WORK REQUEST:
Copy out every line of the data that has the word "come" somewhere in it.

Stored data:
- - -

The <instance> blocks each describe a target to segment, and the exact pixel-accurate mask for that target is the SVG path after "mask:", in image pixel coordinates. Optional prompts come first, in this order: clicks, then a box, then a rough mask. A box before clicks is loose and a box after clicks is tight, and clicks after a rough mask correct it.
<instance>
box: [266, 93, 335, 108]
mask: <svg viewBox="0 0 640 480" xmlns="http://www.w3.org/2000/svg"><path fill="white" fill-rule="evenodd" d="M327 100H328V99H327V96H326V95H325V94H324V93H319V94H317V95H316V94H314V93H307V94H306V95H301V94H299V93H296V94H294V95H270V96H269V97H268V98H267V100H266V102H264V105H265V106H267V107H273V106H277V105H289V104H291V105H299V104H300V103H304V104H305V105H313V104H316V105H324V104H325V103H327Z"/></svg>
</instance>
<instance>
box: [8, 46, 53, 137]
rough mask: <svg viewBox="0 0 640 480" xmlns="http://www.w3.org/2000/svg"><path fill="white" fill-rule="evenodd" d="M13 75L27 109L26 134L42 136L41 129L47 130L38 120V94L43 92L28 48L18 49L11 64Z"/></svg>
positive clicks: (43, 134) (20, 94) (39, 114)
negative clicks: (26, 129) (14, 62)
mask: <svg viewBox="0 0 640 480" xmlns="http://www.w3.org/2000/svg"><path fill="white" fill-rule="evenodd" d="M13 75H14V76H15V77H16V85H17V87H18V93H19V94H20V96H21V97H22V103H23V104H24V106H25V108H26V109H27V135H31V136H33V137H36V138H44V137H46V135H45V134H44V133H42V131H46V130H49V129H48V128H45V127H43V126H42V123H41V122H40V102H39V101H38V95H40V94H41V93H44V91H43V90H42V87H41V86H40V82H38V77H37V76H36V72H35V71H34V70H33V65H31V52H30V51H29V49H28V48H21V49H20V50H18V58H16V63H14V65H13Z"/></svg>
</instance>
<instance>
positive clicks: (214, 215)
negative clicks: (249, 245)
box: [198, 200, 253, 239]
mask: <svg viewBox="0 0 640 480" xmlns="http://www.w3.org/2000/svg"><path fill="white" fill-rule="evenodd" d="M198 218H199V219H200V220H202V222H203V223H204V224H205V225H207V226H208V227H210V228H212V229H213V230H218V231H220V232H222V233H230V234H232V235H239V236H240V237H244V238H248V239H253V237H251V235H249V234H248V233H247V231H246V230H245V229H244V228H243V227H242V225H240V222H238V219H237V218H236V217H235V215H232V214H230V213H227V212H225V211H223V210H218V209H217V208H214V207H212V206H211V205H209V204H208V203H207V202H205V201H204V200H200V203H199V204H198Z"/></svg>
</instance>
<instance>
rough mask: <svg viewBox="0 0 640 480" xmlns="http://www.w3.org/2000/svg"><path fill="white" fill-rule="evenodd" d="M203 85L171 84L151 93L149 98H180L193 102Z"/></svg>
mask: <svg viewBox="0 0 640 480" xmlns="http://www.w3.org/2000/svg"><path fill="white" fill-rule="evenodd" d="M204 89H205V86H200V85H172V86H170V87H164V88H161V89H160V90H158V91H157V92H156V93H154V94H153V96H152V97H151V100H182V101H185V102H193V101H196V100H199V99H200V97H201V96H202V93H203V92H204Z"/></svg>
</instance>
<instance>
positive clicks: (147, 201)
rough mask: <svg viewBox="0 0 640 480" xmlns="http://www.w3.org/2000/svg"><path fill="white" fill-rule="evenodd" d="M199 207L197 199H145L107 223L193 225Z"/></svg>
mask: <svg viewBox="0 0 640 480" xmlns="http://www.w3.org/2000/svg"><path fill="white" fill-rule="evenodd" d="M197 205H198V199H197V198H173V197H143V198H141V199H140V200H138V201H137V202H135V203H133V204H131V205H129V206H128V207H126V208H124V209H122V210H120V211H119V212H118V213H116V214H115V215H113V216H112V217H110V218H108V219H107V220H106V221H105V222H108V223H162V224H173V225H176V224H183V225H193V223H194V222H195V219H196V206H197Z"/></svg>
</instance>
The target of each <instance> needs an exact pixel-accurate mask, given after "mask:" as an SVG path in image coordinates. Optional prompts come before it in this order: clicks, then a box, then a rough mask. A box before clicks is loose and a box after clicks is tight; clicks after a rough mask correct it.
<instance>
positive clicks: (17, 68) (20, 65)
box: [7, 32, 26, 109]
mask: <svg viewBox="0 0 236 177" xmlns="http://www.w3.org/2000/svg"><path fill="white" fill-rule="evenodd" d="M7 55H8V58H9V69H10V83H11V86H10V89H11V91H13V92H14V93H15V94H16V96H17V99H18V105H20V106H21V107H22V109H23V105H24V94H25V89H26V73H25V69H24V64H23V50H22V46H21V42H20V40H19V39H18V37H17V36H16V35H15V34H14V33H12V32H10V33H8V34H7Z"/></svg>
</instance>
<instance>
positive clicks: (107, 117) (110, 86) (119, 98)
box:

- - -

WRITTEN SOLUTION:
The <instance> blocks each describe a target to segment, and the exact pixel-accurate mask for that target is the SVG path after "mask:", in image pixel coordinates. Optional prompts come first, in this order: clicks, then a box, then a rough mask. A box before clicks is loose and a box after clicks is tight, and clicks after a rough mask correct it.
The target of each <instance> needs an exact pixel-accurate mask, given after "mask:" as an SVG path in image coordinates. Optional prompts come before it in this order: clicks, then a box, then a rough mask. A box before clicks is loose and a box after clicks is tight; clicks after a rough mask correct it.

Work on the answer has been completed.